__Exercise__: Please find every line in the records below that contains the word "shape" and copy each of those lines.

--- Start Records supplied ---

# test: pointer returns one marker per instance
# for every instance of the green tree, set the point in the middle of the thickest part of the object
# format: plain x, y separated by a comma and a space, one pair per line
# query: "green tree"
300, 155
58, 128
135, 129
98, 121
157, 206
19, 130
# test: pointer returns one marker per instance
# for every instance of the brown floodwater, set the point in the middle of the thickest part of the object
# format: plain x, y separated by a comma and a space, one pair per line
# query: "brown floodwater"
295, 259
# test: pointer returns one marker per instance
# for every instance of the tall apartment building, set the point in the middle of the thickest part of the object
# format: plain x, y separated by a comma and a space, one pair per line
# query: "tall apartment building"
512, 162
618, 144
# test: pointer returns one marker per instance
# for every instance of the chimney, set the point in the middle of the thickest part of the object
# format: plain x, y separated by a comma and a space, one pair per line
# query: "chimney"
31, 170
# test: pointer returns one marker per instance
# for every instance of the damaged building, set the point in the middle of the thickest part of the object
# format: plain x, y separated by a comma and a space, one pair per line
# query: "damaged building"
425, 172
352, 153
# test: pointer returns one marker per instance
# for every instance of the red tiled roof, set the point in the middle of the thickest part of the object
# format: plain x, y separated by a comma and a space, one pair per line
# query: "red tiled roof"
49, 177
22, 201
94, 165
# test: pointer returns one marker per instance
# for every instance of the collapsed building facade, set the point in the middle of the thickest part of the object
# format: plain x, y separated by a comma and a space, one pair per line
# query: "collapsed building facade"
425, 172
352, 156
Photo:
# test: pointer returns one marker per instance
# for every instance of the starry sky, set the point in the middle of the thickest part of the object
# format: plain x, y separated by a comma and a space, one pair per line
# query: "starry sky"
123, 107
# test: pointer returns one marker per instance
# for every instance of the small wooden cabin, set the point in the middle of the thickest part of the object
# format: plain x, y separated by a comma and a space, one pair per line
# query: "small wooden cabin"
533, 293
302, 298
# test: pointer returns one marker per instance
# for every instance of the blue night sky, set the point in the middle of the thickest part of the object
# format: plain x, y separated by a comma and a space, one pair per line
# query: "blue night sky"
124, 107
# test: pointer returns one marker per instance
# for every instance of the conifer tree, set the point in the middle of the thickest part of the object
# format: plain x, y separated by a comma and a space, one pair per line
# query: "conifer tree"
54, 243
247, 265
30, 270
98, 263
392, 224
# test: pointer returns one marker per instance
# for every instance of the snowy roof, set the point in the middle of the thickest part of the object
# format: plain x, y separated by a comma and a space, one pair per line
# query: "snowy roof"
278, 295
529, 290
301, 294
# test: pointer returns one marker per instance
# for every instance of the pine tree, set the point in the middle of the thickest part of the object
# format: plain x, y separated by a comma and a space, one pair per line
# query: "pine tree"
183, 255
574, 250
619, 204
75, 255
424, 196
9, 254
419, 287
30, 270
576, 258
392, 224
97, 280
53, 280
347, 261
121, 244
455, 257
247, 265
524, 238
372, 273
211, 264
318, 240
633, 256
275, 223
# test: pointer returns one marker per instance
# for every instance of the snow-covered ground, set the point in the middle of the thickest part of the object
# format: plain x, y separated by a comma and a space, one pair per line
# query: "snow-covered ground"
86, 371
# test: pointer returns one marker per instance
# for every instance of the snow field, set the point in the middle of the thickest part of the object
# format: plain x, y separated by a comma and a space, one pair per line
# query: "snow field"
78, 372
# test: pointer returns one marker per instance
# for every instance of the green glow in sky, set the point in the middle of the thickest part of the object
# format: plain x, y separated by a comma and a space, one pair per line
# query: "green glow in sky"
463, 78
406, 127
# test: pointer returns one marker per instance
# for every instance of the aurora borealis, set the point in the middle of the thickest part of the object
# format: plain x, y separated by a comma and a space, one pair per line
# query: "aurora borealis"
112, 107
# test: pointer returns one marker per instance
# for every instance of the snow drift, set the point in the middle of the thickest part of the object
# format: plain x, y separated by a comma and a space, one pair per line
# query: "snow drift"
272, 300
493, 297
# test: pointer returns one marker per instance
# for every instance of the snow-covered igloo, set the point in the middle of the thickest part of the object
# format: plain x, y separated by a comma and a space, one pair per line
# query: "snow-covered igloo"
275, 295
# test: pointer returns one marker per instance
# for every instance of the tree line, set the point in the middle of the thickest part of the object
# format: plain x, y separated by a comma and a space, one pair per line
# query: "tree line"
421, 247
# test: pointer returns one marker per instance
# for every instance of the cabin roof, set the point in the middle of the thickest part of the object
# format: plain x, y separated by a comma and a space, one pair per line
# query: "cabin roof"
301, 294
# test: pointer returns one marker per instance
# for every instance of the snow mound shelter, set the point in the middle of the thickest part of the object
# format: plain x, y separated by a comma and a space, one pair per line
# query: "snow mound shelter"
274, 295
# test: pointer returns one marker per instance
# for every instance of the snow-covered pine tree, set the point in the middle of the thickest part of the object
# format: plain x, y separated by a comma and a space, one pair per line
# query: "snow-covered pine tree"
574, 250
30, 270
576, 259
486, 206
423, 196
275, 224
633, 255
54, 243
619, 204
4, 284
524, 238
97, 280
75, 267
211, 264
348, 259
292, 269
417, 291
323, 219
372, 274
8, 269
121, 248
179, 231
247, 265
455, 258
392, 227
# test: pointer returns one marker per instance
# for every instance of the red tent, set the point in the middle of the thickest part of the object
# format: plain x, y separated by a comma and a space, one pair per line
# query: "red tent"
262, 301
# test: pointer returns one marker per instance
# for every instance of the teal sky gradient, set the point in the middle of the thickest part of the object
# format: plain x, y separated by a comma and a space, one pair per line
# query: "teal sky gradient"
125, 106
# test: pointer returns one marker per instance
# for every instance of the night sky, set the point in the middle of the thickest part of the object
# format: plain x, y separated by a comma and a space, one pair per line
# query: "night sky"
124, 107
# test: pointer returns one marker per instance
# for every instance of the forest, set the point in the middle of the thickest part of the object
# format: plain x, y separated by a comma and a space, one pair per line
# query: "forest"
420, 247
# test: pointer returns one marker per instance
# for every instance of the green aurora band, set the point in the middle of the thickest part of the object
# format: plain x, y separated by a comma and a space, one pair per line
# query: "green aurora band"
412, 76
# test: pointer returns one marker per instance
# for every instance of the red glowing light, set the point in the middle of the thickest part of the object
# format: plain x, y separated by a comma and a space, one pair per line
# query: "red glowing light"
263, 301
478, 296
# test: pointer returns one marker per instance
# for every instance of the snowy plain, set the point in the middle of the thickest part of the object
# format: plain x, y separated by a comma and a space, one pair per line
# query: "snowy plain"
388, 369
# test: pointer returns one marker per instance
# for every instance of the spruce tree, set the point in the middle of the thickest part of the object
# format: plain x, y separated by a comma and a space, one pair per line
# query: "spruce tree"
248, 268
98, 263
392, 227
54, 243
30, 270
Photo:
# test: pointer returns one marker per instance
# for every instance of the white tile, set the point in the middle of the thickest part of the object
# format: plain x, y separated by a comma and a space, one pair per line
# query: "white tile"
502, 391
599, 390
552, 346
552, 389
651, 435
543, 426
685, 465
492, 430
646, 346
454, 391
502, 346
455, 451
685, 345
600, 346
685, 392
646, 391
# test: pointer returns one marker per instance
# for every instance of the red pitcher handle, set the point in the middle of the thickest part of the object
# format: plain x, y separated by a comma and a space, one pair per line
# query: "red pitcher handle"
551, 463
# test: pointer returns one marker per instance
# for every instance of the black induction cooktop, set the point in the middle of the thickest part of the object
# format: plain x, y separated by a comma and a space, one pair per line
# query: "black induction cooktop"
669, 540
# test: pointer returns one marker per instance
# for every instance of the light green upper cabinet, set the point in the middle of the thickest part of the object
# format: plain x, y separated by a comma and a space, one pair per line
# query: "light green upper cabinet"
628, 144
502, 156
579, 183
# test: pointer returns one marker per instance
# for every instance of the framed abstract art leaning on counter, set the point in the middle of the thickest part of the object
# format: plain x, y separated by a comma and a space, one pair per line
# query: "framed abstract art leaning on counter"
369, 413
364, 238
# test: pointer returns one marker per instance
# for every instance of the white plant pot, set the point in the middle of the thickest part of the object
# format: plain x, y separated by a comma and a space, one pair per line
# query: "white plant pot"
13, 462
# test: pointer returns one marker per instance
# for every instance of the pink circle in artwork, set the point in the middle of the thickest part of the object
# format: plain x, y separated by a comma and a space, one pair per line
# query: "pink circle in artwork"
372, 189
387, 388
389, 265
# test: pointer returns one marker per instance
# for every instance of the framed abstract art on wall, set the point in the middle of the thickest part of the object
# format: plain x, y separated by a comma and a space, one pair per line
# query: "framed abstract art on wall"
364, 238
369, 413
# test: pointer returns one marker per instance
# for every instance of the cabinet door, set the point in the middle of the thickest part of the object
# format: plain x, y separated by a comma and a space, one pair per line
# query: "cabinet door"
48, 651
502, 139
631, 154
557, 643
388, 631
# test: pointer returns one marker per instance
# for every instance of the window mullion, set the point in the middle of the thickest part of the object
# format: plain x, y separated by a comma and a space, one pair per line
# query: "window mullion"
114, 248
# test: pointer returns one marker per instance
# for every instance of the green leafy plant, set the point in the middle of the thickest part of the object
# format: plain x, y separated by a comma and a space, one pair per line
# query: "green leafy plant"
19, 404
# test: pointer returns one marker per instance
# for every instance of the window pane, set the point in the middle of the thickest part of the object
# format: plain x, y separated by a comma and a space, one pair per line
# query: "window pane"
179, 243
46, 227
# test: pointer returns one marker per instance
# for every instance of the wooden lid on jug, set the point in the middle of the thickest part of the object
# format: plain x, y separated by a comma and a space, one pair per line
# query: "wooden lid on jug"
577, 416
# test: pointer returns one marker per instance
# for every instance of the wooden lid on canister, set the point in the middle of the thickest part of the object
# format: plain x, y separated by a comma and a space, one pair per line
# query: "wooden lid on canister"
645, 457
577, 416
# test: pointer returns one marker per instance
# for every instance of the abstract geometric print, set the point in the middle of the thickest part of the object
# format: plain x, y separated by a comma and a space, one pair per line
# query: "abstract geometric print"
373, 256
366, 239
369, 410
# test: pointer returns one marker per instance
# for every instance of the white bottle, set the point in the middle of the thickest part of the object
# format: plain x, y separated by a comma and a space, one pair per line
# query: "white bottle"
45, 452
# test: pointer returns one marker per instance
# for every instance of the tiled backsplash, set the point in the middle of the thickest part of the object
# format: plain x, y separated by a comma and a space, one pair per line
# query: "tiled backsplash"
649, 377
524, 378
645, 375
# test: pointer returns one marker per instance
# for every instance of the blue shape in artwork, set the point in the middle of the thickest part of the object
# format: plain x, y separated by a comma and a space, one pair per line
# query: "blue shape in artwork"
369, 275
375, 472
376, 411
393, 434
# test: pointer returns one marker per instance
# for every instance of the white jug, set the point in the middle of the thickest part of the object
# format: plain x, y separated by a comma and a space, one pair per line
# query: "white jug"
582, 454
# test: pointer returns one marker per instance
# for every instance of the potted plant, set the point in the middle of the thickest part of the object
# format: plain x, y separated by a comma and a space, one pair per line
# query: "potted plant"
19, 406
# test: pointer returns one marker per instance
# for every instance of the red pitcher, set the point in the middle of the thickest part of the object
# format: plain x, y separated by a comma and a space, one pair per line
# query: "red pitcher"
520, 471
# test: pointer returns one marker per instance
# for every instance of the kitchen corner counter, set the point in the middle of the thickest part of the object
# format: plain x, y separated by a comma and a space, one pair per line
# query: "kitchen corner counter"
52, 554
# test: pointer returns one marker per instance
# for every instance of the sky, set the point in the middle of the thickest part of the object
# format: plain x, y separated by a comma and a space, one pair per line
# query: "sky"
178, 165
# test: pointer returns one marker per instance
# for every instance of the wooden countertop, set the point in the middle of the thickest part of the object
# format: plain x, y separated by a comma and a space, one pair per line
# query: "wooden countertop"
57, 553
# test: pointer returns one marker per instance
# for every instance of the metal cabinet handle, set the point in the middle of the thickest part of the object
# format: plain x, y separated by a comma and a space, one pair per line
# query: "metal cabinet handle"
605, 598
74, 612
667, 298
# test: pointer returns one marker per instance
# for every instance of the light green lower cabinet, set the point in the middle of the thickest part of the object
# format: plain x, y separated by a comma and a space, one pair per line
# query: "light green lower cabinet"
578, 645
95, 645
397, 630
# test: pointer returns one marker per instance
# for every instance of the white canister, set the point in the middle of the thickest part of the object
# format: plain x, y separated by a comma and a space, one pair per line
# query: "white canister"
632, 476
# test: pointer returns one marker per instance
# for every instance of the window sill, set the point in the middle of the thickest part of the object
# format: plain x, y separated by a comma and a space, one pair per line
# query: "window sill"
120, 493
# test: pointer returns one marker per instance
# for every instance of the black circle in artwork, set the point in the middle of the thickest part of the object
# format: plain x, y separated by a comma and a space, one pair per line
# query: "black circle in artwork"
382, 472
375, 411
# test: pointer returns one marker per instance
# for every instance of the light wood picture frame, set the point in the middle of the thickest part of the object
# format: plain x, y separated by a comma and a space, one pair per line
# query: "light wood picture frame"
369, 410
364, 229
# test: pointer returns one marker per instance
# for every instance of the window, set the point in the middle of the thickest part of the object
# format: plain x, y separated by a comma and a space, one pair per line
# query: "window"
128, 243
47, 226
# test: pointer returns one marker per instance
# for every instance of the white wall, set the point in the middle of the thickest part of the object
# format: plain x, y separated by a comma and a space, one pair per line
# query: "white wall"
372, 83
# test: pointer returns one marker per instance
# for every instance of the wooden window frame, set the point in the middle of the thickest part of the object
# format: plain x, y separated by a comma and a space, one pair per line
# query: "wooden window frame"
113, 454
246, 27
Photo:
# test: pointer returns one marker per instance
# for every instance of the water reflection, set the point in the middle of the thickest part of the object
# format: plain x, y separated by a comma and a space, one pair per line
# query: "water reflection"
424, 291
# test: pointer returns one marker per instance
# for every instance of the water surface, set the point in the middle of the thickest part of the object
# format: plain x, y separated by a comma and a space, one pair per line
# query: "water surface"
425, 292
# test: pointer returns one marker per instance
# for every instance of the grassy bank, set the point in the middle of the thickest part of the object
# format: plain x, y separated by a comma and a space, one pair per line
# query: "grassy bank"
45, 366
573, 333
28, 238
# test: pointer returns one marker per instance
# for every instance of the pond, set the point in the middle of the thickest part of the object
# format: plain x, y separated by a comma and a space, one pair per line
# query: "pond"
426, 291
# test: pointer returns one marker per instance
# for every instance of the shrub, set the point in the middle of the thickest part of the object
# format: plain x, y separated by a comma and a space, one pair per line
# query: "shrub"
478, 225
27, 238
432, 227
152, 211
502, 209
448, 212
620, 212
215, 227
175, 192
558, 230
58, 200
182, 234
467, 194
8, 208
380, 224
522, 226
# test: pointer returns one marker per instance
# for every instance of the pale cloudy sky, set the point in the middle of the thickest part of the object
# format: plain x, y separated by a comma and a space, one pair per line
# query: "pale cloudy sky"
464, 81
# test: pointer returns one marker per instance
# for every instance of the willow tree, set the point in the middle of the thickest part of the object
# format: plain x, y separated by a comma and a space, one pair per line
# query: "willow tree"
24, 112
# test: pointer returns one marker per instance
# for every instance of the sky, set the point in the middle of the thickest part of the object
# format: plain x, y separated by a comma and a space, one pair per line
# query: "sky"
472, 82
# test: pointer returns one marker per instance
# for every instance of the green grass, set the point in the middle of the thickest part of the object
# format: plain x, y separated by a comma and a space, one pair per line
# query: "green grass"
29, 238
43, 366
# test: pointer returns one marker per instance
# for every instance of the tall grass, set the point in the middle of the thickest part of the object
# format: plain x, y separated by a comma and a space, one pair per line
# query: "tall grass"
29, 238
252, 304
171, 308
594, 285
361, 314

--- End Records supplied ---

__Solution to the exercise__:
# for every instance of the blue shape in artwork, set the point in the middle of the thickest part of the object
# query: "blue shape in artwork"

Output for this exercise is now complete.